[WHAT THIS TASK INVOLVES] List every line in the items below that contains the string "candle", copying each line in full. Letter case matters.

[ENTRIES SHOWN]
*****
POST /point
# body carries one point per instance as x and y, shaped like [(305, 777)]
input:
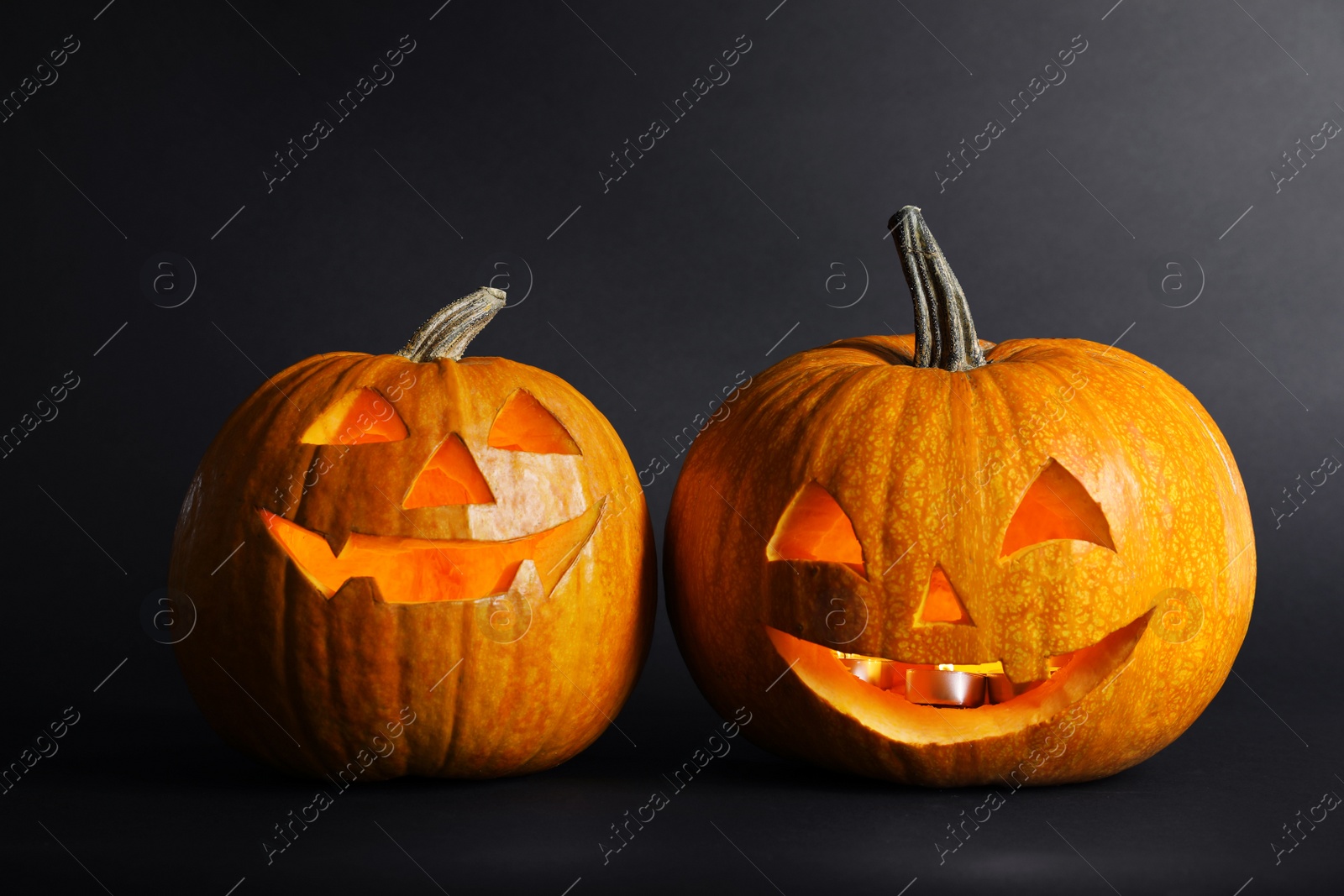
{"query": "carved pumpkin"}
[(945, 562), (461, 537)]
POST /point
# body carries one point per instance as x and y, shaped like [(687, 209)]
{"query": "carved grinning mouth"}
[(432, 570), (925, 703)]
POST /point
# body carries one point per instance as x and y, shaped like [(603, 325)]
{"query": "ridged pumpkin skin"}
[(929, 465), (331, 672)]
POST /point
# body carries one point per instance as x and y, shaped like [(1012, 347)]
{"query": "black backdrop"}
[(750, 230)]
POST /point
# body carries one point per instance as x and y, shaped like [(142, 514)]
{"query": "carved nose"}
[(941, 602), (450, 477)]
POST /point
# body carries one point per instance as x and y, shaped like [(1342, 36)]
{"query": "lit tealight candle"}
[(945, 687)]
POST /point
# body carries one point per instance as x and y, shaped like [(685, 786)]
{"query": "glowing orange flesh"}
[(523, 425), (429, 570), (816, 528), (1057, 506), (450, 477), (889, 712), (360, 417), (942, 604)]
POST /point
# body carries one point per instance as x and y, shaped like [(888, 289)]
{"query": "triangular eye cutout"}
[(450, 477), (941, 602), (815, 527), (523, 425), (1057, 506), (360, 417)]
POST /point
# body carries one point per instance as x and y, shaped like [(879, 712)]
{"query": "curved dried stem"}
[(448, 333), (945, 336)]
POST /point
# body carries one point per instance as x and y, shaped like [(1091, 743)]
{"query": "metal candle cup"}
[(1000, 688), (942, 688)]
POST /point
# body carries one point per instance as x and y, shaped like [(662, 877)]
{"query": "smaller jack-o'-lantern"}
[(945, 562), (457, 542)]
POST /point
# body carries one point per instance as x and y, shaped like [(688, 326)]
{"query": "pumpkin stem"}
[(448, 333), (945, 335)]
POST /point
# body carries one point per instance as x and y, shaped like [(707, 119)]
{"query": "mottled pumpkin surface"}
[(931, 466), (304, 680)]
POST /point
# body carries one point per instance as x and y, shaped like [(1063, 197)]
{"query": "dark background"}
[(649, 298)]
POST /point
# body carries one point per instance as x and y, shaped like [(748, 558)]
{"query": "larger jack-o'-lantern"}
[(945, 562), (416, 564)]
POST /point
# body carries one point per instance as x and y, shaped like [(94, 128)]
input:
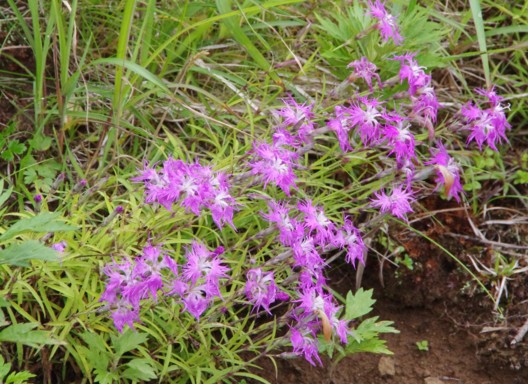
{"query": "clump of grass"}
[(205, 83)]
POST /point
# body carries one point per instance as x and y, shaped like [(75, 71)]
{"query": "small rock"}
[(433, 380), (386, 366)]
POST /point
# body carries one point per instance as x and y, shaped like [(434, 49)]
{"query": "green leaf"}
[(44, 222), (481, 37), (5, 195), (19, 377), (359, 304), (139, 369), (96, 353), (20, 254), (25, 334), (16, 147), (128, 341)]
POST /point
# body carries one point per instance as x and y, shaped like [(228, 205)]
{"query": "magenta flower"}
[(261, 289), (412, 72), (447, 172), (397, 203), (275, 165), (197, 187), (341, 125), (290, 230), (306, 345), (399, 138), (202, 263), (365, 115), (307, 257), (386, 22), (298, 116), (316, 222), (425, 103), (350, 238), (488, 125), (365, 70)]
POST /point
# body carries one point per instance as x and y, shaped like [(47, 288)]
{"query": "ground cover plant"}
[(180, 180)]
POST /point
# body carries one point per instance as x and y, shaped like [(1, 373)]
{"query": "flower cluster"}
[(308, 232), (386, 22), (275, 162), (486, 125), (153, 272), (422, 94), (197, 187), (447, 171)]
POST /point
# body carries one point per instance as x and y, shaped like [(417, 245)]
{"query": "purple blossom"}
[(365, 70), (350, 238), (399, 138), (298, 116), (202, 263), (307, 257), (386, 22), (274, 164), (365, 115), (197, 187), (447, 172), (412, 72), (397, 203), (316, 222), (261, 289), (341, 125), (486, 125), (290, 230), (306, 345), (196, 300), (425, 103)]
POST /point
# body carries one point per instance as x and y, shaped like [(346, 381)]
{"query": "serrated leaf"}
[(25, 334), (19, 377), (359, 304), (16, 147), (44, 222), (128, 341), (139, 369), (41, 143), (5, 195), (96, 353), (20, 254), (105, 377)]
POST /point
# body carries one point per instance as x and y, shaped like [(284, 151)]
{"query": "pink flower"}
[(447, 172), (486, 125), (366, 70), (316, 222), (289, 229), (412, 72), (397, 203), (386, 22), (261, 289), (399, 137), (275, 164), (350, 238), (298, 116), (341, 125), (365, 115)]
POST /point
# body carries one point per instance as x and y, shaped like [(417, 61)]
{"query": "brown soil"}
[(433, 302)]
*****
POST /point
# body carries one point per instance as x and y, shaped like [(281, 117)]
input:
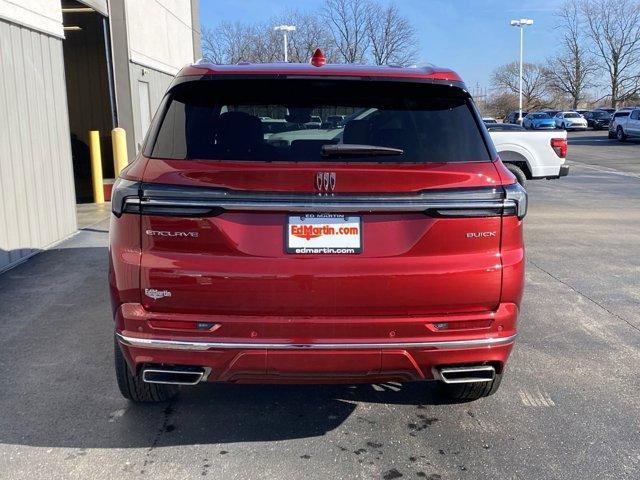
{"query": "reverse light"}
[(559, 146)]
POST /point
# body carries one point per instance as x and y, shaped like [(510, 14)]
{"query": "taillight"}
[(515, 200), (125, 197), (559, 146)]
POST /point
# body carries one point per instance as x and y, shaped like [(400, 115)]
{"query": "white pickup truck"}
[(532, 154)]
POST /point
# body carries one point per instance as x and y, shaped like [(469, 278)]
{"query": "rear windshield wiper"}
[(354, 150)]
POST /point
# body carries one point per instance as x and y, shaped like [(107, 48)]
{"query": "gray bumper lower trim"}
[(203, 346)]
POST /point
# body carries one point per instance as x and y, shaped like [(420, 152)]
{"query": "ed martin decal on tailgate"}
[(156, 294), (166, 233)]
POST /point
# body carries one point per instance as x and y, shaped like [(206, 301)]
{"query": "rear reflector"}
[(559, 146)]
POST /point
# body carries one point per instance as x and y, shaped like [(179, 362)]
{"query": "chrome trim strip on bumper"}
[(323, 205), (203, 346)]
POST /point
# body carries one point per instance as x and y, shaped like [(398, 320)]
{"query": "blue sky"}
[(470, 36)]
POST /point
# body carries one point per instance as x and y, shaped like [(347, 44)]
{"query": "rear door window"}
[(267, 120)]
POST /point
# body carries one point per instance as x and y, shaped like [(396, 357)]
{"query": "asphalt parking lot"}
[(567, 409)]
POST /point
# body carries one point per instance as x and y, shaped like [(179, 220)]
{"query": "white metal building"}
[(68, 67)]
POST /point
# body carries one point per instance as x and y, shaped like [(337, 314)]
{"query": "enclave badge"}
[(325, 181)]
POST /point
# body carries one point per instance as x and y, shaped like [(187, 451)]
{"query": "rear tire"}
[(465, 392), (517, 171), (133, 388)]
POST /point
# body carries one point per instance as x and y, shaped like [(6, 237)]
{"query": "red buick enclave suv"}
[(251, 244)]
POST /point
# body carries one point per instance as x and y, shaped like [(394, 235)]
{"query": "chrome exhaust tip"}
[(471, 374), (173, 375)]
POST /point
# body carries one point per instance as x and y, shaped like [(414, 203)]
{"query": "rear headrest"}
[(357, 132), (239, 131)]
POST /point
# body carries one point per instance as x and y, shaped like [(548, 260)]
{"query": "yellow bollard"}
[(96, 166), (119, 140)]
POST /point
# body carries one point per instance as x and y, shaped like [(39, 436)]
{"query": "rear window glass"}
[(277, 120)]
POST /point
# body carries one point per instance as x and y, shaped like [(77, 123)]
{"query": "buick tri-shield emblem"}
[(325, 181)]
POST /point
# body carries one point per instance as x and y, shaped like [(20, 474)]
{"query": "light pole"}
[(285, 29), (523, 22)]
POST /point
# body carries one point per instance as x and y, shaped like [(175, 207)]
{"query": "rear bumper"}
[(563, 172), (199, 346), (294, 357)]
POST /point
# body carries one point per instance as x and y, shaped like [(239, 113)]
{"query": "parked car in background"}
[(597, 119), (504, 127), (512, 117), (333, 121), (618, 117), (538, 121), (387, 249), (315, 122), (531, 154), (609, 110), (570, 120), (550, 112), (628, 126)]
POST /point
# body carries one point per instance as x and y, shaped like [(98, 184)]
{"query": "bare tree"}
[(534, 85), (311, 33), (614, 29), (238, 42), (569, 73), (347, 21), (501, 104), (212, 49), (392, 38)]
*****
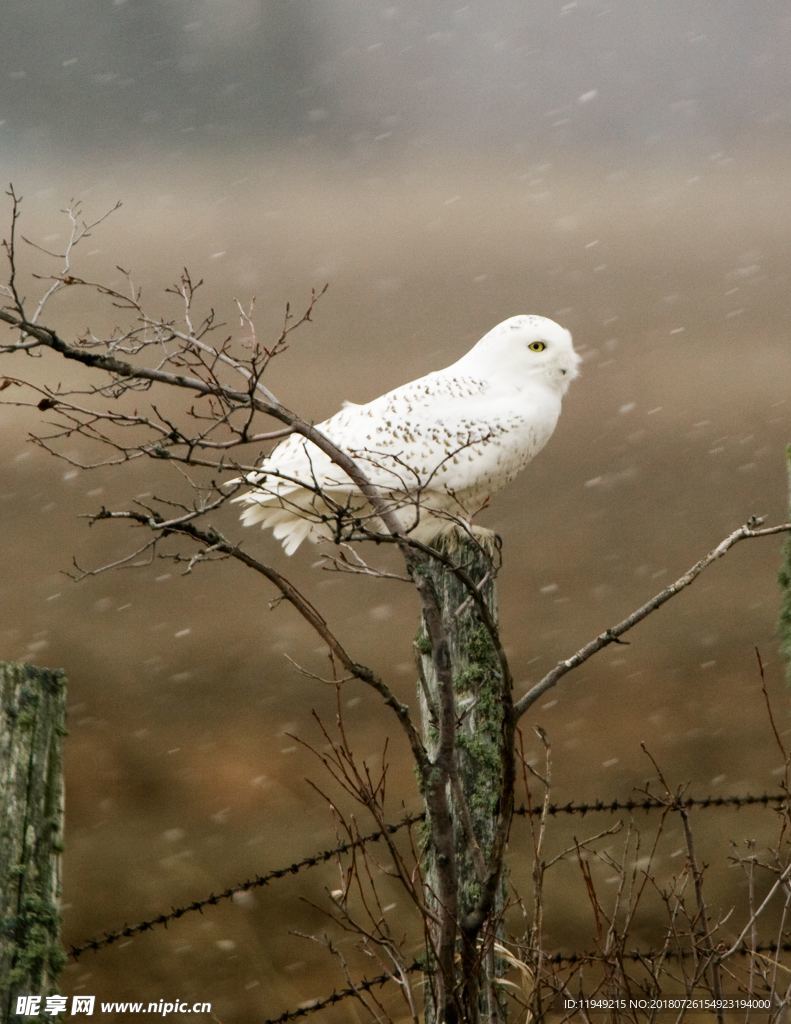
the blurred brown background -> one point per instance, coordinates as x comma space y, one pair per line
*****
[EXERCISE ANSWER]
{"query": "lit tealight candle"}
{"query": "metal candle cup"}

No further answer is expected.